What needs to be done =
Locate every line in the data below that contains the string "beach" and copy each such line in full.

Input records =
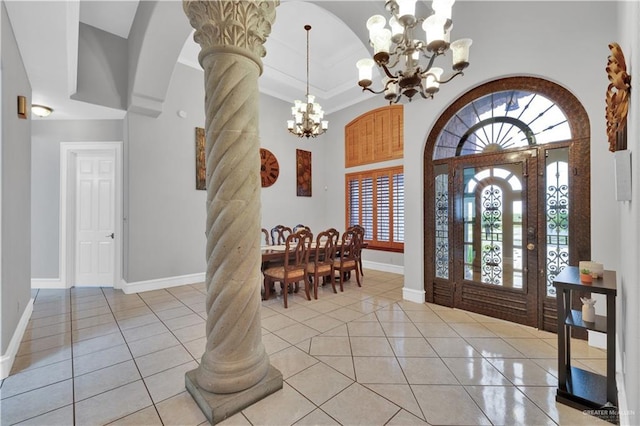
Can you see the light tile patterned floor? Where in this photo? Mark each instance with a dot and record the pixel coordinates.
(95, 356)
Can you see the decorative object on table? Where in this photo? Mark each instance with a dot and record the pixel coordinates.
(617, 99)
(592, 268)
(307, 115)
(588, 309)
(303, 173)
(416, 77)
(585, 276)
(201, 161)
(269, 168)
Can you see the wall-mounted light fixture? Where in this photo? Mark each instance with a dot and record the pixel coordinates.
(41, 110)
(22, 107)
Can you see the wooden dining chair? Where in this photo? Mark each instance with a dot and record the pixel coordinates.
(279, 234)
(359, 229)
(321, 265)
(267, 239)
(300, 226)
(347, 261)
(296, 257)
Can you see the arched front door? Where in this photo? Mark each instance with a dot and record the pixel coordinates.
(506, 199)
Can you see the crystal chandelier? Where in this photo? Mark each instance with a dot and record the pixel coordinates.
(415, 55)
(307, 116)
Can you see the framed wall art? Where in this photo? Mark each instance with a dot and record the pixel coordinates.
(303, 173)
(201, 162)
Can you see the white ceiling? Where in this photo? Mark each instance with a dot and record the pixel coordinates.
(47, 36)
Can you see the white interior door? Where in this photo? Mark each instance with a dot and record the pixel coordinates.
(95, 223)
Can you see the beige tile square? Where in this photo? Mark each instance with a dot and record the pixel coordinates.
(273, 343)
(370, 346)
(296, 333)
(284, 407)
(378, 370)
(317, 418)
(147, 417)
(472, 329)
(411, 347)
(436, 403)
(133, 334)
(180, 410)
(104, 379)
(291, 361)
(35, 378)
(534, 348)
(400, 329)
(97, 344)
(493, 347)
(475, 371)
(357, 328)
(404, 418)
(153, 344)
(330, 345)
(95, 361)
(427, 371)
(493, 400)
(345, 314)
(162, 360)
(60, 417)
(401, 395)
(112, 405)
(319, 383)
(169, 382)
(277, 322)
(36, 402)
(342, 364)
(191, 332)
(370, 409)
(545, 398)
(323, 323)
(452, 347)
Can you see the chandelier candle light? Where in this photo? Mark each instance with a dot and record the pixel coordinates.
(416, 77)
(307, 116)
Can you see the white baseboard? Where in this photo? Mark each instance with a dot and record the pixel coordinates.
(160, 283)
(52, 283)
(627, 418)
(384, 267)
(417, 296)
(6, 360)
--
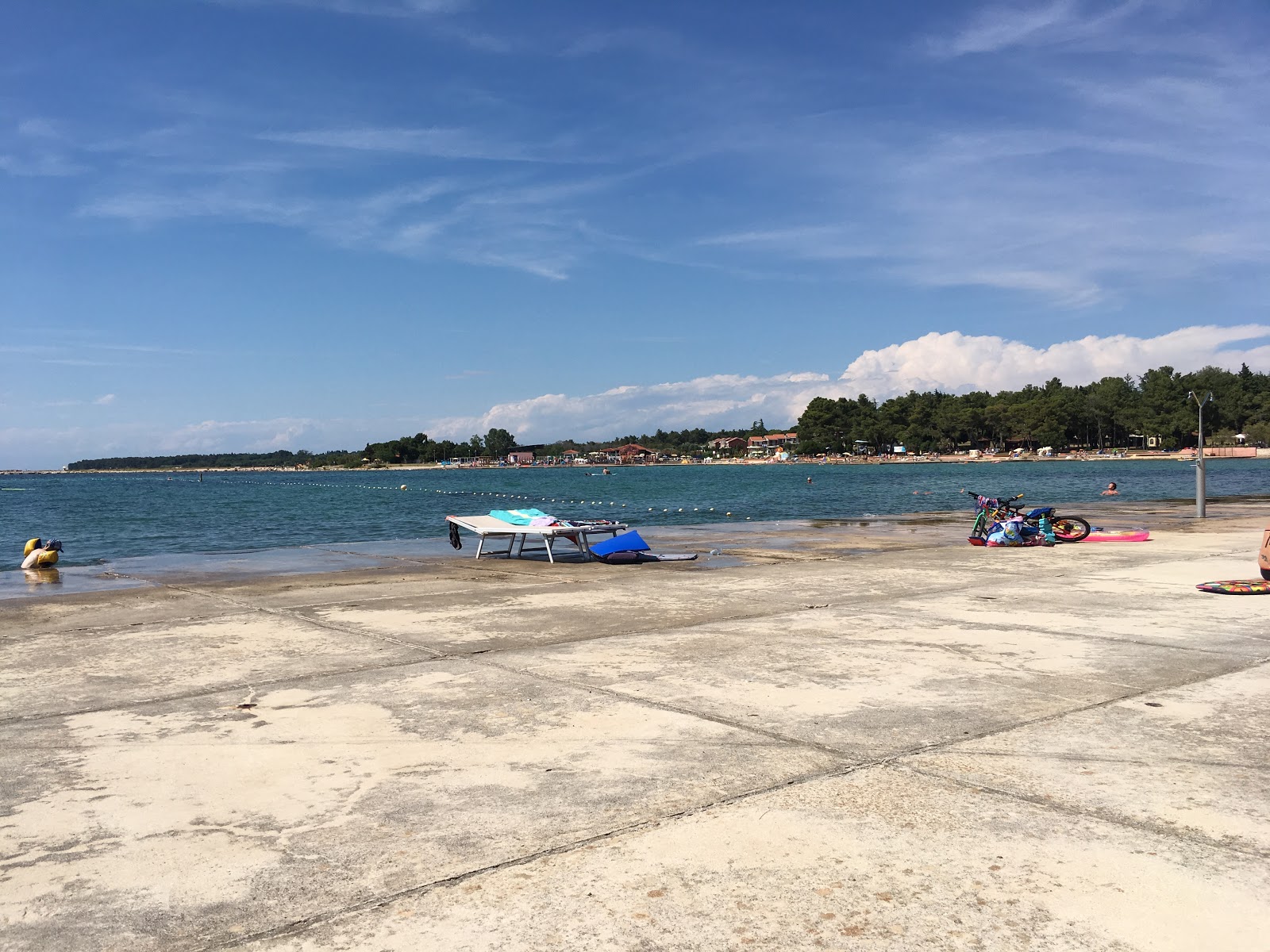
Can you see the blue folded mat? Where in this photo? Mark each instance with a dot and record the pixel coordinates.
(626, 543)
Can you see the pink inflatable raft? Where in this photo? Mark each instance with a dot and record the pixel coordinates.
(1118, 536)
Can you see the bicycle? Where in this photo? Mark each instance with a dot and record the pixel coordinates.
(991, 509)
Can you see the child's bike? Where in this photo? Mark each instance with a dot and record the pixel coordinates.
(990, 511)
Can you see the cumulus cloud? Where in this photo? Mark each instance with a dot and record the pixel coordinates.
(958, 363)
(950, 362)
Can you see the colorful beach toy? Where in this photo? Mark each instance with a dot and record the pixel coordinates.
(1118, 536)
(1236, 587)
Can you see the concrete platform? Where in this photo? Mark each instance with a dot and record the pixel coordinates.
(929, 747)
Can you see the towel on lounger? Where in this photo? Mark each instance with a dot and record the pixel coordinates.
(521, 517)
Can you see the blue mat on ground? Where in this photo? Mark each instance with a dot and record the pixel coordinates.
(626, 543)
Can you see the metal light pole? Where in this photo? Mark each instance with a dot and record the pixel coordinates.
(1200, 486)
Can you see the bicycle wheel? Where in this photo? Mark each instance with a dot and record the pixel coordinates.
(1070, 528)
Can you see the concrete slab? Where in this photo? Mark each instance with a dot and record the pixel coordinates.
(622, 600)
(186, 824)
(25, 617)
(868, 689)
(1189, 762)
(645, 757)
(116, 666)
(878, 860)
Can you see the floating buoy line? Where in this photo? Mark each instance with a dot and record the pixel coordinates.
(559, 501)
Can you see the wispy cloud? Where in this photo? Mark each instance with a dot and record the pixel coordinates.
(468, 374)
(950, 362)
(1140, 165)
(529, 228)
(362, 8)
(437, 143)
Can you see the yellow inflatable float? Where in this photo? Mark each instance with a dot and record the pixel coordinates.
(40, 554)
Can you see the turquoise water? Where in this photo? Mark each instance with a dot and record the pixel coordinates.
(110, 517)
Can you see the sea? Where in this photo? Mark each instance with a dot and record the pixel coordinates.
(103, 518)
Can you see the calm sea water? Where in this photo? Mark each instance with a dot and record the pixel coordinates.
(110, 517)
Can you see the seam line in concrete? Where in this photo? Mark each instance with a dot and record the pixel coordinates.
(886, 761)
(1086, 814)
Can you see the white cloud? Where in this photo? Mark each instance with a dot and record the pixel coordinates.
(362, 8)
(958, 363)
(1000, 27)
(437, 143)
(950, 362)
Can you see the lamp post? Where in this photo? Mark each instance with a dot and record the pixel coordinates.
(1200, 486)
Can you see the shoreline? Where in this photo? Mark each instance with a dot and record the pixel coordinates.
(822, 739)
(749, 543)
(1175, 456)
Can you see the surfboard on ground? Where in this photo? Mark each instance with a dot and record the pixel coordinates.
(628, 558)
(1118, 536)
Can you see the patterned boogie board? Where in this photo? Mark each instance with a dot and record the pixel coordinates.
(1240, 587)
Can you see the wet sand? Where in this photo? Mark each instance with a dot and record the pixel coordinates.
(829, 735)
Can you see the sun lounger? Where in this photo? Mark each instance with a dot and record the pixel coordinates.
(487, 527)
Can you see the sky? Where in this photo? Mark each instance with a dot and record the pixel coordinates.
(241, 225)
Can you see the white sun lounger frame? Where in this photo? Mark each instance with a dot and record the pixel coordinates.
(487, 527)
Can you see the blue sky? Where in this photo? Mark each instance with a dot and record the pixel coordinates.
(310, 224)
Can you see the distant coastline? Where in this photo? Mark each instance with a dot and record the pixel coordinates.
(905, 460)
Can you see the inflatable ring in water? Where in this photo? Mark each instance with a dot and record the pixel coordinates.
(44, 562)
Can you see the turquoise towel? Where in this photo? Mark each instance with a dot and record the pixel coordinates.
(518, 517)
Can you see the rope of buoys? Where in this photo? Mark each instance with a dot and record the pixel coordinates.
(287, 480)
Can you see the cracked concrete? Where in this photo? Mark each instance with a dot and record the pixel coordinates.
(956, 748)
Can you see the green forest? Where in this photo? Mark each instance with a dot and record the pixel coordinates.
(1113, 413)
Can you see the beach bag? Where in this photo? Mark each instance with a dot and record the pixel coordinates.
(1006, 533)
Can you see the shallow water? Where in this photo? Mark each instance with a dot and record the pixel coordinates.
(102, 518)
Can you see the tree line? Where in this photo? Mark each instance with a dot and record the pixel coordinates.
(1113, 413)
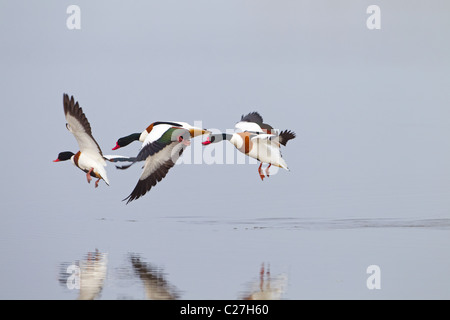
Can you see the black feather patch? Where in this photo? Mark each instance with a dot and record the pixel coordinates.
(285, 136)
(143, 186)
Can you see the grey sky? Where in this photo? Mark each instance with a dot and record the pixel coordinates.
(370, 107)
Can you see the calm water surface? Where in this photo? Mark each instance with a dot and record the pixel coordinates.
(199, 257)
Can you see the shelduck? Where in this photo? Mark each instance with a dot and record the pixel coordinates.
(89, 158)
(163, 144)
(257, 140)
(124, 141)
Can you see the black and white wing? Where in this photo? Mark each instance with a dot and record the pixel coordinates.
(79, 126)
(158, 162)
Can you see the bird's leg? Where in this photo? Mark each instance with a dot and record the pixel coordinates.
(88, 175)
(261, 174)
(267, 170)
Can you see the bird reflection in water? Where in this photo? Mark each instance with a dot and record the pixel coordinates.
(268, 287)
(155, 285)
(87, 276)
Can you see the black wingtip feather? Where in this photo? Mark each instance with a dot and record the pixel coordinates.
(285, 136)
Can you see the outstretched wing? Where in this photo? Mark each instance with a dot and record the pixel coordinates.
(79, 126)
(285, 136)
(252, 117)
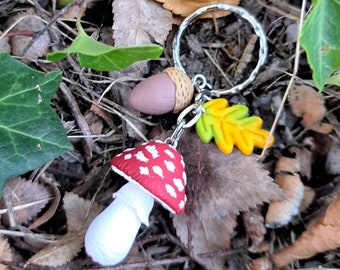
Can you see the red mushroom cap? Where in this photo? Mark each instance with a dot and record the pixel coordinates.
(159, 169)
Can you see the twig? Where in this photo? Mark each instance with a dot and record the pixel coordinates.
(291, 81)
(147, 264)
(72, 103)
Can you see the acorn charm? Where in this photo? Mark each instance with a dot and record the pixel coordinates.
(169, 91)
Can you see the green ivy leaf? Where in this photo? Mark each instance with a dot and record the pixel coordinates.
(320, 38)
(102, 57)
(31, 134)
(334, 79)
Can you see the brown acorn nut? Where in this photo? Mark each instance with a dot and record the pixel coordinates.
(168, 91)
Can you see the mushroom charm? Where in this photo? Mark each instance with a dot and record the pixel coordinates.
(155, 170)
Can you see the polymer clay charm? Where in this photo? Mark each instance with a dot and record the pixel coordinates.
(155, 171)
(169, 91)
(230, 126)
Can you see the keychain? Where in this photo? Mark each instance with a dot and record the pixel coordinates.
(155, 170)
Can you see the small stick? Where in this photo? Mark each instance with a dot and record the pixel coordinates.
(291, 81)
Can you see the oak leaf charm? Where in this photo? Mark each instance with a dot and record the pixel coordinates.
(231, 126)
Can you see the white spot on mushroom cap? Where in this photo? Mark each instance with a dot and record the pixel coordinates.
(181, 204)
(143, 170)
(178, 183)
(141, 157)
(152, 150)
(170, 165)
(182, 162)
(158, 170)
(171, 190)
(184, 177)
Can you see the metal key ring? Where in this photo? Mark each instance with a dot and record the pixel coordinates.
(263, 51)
==
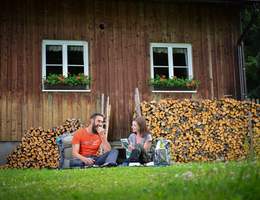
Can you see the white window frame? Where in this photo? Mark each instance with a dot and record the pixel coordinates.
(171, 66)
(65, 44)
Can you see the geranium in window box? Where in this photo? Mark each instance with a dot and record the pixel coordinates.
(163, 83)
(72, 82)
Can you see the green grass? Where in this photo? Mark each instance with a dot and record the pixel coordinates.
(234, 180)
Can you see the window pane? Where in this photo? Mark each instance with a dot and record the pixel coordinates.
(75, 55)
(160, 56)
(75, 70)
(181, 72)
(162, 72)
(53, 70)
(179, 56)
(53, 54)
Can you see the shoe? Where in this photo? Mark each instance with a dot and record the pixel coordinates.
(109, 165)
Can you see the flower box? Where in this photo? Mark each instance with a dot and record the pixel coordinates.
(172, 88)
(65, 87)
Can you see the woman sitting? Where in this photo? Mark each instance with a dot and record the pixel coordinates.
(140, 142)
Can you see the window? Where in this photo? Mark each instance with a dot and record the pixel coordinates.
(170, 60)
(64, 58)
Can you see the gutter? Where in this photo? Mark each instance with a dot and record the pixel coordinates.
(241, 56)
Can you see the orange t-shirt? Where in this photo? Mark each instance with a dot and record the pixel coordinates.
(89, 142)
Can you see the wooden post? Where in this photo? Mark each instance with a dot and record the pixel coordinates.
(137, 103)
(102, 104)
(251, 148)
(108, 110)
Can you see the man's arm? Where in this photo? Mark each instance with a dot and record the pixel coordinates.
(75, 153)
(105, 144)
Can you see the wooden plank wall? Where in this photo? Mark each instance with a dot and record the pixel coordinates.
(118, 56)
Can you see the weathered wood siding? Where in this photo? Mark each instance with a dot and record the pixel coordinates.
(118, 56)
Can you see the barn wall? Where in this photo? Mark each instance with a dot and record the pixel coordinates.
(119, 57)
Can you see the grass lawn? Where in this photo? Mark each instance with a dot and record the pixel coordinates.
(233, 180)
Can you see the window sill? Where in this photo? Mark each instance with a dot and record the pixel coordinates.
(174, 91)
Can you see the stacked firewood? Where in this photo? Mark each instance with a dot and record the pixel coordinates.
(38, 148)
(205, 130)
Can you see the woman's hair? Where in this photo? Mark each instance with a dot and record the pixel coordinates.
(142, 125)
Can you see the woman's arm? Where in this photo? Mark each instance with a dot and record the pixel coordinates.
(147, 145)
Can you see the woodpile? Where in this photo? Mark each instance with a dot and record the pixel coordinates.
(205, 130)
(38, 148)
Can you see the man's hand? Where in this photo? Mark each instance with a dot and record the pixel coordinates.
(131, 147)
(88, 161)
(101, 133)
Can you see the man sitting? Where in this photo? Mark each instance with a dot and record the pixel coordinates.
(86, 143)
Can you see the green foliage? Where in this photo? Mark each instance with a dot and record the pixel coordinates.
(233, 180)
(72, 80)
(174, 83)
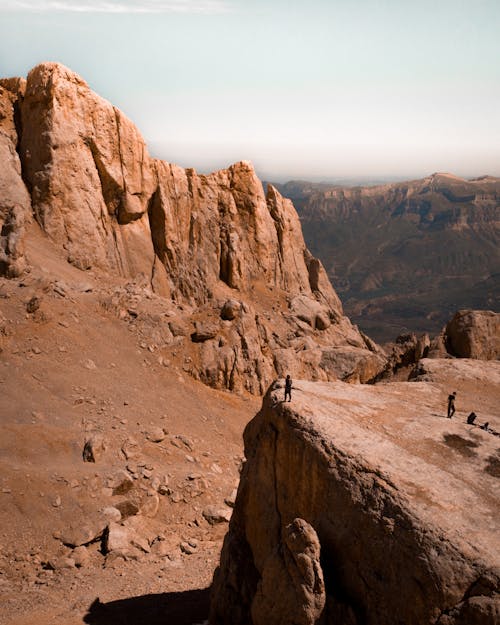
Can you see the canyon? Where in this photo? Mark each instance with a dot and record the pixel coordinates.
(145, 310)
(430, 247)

Finished answer =
Can you see the colorful beach toy? Where in this photo? Mark each instance with a dot and record the pixel coordinates.
Can you see the beach bag? Where in this photo? Mark each instance with a dot and record the pixel coordinates.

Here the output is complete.